Segment Open
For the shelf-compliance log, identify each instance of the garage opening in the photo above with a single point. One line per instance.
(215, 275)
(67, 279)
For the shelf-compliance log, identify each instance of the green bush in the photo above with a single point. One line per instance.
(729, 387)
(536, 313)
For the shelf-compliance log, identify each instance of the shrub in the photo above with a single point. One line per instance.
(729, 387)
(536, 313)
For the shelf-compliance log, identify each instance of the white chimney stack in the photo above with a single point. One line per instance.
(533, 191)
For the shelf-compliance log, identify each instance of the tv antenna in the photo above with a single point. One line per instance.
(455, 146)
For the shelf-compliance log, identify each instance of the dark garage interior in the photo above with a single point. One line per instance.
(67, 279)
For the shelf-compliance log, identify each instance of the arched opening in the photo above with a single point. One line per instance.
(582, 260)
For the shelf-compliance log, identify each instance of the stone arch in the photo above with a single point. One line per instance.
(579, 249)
Segment Closed
No line should appear in the answer except those from the one containing "of the arched" through the last line of the listing, each retyped exactly.

For the shelf-compliance log, identify each instance of the arched opening in the photo above with a single point. One line per instance.
(582, 260)
For the shelf-compliance log, identify each instance of the stone arch in the photo above with a single point. One line per instance.
(579, 249)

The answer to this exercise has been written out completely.